§ **Page**
-- BEGIN --
The Data Daily

The promise of edge computing comes down to data | MIT Sloan

The promise of edge computing comes down to data | MIT Sloan

Edge computing is unlocking the real-time insights and intelligent automation that separate business leaders from the laggards.

Cloud adoption has rocketed as companies seek computing and storage resources that can be scaled up and down in response to changing business needs. But even given the cost and agility upsides to cloud, there’s rising interest in yet another deployment model — edge computing, which is computing that’s done at or near the source of the data. It can empower new use cases, especially the innovative artificial intelligence and machine learning applications that are critical to modern business success.

The promise of the edge comes down to data, according to three industrial technologists who spoke at the recent Future Compute conference hosted by MIT Technology Review. Specifically, there is a need to gather, process, and analyze data closest to where it’s being generated, whether that’s on the factory floor, in an autonomous vehicle, or in a smart building system.

The ability to run artificial intelligence models directly on data at the edge without the extra step of moving workloads to the cloud reduces latency and costs. Most important, it is the key to unlocking the real-time insights that separate the leaders from the laggards, the panelists agreed.

Companies are starting to recognize the role edge computing can play in driving successful data-driven business transformation. Gartner estimates that while only 10% of enterprise data was created and processed outside the data center and cloud in 2018, this number will be 75% by 2025.

George Small, the chief technology officer of Moog Inc., a $3 billion motion control solutions company, said he’s seen measurable progress from edge applications.

“There's real use cases. We're now seeing where value's being created,” he said. “It's actually making significant improvements in … productivity.”

As companies move ahead with data-driven business, they need to create an IT landscape that includes both edge and cloud computing. Data collected and analyzed at the edge can initiate a real-time response to troubleshoot a piece of industrial equipment to prevent machinery downtime or to redirect a self-driving car out of harm’s way.

At the same time, device data from that machine or vehicle can be sent to the cloud and aggregated with other data for more in-depth analysis that can drive smarter decision making and future business strategy.

“Connectivity has gotten to the point that it’s a baseline, which is feeding this idea of an intelligent edge,” Small said.“Intelligence starts at a sensing level at the edge and spans to a networked system of systems that ultimately gets to cloud. We look at it as a continuum.”

Moog is experimenting with edge computing for a variety of applications, Small said. In the agricultural space, the company is using edge capabilities and machine learning recognition for almond and apple farming, helping harvesting equipment autonomously navigate terrain and improve crop yields. In construction, Moog’s edge and AI-based automation efforts are focused on material movement — for example, turning a piece of an excavator into a robotic platform to enable automation, Small said.

Ongoing labor and productivity challenges drove Moog to experiment with edge-based automation in the agriculture sector, Small said.
-- END --
§ **Supplied entries**
-- BEGIN --
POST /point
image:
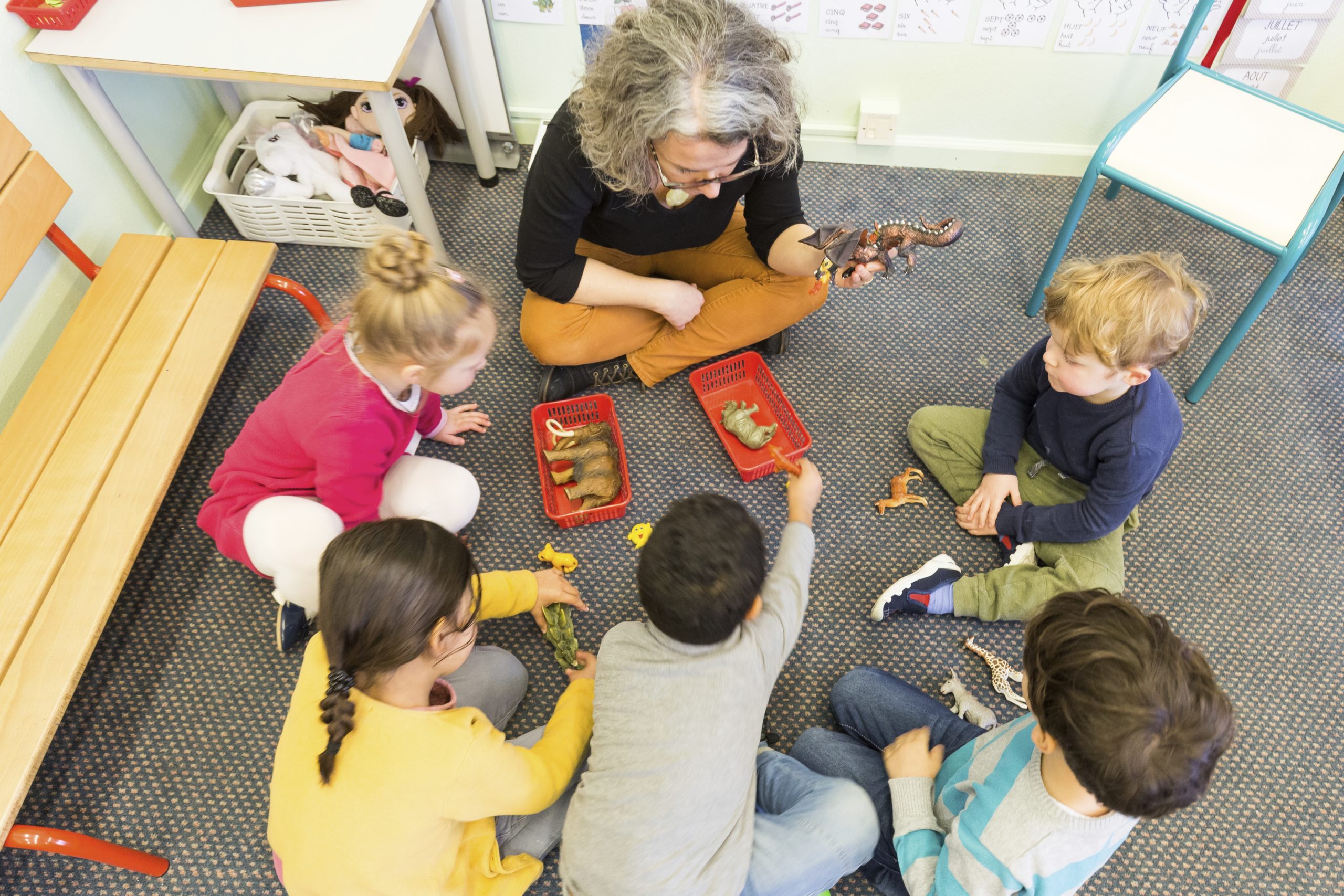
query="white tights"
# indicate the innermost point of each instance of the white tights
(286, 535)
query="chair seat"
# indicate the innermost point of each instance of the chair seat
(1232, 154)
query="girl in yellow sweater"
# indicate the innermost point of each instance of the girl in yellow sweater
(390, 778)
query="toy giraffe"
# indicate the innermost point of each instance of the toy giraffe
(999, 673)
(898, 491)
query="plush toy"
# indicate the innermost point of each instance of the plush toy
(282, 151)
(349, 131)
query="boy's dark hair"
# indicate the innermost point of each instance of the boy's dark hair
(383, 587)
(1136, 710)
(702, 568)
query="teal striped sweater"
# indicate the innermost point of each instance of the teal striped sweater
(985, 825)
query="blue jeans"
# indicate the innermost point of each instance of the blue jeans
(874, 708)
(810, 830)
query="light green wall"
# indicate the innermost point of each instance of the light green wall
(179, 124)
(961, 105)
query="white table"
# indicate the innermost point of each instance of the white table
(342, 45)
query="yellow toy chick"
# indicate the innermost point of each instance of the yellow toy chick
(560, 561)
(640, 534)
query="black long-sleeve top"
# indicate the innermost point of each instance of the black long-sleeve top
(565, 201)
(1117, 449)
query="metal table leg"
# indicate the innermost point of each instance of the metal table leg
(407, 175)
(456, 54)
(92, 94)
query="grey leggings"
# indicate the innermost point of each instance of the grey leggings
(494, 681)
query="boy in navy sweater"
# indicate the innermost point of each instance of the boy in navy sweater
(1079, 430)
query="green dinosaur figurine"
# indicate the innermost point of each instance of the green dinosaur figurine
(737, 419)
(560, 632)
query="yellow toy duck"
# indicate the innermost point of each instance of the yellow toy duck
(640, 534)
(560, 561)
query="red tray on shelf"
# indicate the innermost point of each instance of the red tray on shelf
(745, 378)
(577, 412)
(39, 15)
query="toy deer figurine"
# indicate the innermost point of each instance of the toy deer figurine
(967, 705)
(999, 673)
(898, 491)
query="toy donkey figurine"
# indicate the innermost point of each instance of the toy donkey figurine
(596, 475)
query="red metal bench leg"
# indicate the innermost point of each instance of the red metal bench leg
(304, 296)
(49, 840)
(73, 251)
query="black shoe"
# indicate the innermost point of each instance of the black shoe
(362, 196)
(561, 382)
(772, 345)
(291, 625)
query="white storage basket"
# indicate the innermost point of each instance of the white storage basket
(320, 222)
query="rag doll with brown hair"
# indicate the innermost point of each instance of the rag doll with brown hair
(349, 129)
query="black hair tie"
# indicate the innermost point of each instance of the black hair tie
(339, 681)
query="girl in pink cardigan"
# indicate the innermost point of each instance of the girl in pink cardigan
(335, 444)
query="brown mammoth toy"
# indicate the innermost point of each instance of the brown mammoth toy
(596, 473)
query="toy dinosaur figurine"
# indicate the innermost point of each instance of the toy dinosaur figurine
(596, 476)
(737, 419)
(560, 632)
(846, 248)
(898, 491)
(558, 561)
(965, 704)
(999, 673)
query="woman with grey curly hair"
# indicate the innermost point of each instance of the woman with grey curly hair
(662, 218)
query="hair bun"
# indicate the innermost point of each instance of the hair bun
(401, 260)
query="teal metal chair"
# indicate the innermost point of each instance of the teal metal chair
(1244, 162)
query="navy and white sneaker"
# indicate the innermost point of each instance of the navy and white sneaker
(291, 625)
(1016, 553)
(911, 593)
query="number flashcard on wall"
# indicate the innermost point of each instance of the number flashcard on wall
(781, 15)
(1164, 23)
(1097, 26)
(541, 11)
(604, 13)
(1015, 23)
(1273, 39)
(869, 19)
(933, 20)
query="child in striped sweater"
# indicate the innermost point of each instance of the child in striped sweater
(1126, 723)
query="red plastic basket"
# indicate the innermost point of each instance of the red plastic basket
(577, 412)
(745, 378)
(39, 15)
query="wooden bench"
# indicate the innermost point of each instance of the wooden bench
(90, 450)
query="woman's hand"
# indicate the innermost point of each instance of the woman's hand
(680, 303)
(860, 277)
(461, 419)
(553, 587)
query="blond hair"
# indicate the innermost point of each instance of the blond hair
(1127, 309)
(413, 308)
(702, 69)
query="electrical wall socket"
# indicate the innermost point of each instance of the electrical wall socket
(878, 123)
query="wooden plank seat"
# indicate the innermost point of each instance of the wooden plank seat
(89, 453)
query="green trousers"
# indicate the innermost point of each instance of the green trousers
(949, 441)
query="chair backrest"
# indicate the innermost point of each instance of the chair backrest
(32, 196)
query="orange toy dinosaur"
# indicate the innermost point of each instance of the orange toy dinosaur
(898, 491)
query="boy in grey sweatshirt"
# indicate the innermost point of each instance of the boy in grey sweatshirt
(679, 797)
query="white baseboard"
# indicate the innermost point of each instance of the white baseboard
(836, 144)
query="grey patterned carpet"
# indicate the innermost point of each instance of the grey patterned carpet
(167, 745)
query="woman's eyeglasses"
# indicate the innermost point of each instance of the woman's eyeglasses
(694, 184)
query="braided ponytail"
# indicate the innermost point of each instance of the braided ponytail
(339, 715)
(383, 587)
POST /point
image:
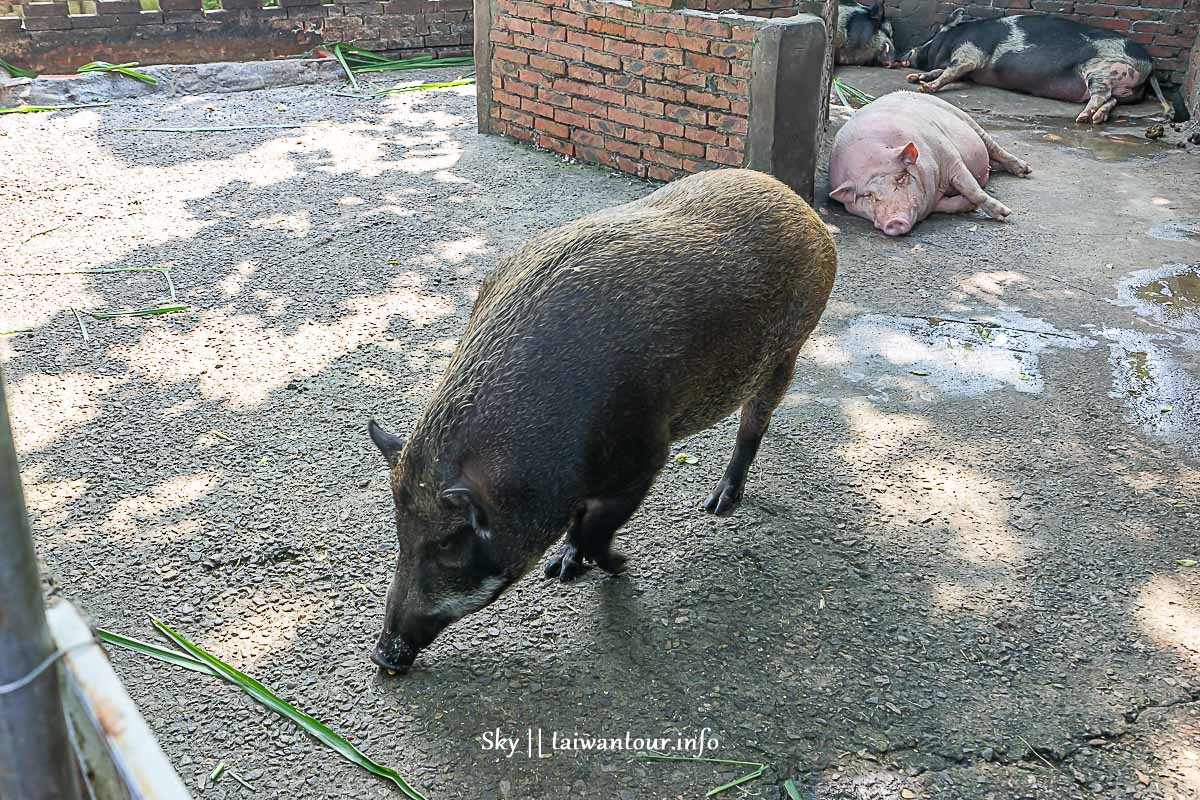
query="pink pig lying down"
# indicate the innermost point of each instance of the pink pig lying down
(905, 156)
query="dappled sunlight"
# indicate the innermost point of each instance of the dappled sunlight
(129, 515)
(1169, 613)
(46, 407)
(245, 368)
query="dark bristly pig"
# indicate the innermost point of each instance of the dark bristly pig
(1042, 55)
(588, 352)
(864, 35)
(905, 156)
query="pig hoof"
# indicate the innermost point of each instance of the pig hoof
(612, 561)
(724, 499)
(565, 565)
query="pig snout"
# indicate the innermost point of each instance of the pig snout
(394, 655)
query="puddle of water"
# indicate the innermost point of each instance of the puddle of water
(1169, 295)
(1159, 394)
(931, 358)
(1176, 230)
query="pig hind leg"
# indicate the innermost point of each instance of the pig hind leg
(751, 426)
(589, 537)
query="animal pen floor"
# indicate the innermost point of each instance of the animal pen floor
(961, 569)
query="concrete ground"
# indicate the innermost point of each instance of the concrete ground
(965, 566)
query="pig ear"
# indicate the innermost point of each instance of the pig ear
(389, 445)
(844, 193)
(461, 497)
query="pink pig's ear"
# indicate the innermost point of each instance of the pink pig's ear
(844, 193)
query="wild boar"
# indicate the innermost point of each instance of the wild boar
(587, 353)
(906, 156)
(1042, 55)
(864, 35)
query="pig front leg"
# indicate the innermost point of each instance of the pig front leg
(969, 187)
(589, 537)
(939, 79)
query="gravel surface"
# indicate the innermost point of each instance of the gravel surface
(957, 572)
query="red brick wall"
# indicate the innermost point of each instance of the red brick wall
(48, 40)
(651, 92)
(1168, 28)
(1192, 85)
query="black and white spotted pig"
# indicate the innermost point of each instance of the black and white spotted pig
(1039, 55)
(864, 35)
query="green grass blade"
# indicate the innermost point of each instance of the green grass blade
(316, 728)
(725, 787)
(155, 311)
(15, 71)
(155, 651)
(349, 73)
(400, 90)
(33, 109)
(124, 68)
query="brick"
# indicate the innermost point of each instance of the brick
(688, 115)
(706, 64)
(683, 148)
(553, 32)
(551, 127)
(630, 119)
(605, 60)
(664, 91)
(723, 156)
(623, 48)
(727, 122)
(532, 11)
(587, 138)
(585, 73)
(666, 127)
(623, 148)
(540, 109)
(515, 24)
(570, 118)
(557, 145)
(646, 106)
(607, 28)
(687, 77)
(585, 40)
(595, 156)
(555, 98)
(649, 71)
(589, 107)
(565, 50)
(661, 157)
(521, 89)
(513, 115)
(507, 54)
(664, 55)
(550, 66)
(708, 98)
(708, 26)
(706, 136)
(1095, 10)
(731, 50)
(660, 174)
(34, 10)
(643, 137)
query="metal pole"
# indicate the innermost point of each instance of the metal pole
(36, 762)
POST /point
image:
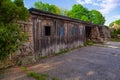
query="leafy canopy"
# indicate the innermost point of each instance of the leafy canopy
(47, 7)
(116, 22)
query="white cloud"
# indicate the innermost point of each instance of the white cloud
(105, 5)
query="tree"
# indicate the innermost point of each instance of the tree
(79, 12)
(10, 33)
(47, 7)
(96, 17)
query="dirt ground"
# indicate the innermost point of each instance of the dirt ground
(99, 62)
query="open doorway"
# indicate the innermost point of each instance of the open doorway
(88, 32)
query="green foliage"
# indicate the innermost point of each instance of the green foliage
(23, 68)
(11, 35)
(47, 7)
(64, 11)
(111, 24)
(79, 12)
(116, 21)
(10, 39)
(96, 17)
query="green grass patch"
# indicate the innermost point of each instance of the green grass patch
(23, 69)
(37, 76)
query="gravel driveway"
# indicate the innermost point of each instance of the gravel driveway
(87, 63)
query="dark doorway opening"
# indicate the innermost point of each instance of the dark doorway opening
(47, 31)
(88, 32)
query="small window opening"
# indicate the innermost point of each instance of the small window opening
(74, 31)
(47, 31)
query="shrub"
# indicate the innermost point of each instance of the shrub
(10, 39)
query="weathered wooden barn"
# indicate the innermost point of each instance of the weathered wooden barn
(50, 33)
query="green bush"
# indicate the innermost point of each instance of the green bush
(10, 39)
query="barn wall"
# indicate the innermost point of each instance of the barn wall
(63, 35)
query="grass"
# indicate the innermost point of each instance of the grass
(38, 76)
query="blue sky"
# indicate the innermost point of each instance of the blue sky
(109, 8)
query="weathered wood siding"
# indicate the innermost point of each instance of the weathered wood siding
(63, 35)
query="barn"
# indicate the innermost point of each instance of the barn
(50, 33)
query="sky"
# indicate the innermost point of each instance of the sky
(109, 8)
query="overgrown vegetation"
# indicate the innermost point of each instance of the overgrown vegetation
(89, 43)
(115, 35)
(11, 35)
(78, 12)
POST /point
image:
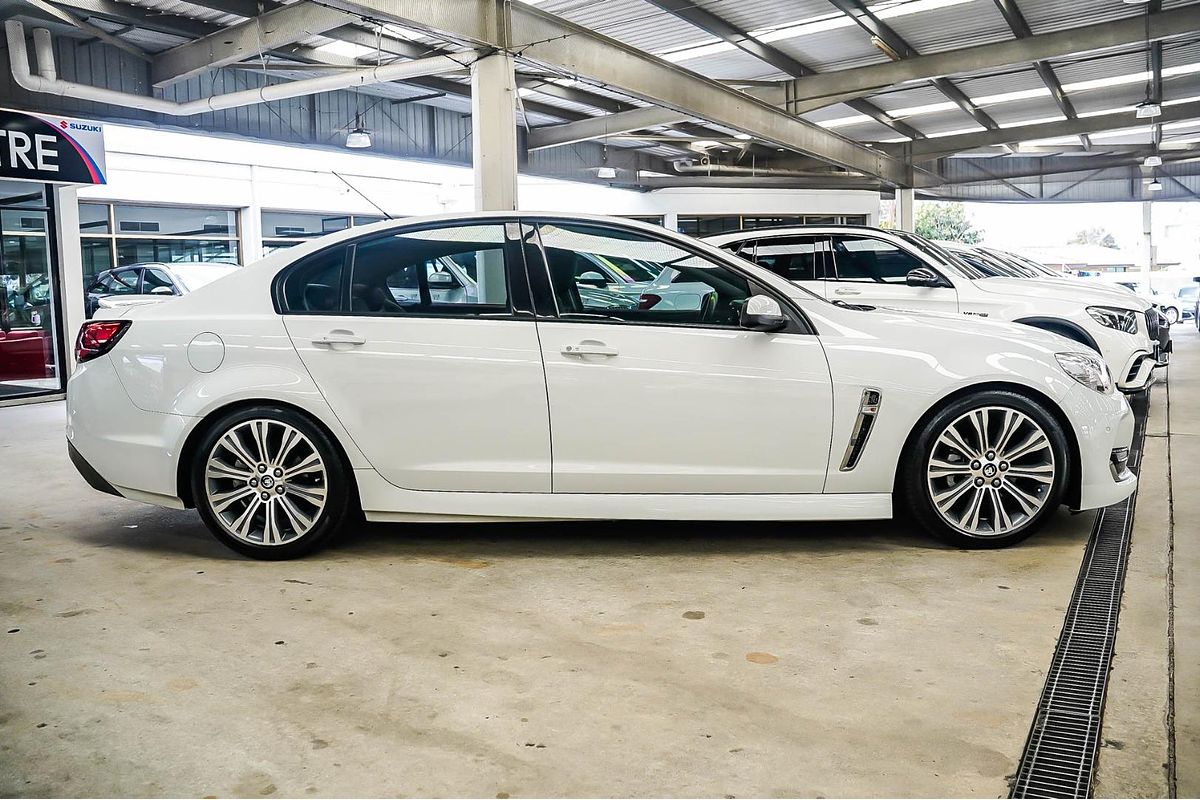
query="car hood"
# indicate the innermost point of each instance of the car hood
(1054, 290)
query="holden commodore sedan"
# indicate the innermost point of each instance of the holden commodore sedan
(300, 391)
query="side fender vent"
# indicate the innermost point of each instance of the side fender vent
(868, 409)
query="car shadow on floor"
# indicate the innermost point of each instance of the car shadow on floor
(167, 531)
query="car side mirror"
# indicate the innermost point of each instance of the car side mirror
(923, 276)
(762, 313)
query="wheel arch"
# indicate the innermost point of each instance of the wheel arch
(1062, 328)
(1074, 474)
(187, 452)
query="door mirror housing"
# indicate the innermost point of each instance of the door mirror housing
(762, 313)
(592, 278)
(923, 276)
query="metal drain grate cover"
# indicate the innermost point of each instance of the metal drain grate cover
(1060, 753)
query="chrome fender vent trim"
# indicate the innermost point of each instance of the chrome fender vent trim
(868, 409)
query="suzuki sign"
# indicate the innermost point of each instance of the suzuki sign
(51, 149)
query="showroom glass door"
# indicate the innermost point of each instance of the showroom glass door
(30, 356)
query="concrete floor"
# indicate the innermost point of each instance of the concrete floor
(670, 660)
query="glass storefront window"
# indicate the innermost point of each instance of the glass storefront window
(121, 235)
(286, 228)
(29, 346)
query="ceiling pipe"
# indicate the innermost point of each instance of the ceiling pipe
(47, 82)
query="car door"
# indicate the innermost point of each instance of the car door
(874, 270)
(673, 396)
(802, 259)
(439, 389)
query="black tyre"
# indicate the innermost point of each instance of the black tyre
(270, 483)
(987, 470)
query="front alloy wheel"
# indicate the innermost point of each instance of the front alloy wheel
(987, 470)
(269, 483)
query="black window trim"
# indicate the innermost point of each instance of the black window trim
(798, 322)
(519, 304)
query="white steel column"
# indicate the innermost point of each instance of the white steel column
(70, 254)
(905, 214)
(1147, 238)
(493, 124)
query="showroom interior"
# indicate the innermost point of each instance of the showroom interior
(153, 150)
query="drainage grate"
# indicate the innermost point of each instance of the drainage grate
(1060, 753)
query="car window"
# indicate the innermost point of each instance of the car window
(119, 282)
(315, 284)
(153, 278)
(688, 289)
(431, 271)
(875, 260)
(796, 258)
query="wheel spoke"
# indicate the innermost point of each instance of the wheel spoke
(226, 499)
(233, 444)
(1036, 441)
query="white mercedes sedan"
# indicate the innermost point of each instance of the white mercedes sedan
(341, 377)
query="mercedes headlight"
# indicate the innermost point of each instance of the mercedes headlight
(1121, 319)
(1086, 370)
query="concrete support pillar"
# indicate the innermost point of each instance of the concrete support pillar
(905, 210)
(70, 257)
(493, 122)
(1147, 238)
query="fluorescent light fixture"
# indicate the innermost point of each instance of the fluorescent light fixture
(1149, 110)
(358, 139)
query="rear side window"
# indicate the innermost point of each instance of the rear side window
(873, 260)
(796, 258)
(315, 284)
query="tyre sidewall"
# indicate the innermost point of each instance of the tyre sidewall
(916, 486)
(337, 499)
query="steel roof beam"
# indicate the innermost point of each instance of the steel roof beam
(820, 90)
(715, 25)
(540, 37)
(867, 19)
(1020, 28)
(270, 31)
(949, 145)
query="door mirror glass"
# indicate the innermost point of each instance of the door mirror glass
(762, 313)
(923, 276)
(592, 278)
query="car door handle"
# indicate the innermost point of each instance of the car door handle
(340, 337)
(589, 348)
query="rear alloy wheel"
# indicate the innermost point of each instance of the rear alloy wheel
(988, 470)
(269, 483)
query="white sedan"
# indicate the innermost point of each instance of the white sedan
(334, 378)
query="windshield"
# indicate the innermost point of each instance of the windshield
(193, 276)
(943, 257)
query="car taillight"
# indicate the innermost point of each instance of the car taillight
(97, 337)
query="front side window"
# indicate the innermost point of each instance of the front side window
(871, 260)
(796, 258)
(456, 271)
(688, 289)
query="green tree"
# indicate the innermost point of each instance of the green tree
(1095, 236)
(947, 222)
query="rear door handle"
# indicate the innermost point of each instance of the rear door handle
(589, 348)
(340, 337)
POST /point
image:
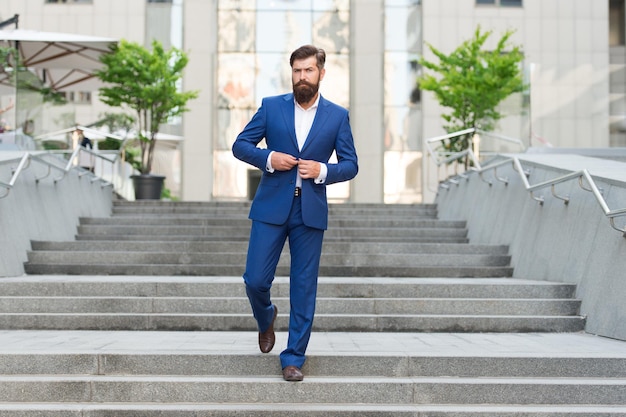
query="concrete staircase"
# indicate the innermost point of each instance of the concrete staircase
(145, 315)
-- END --
§ **Exercise aim**
Copy the passage of the edge computing article that opens with the words "As companies move" and closes with "future business strategy.", replacing "self-driving car" with "delivery robot".

§ **The completed task**
As companies move ahead with data-driven business, they need to create an IT landscape that includes both edge and cloud computing. Data collected and analyzed at the edge can initiate a real-time response to troubleshoot a piece of industrial equipment to prevent machinery downtime or to redirect a delivery robot out of harm’s way.

At the same time, device data from that machine or vehicle can be sent to the cloud and aggregated with other data for more in-depth analysis that can drive smarter decision making and future business strategy.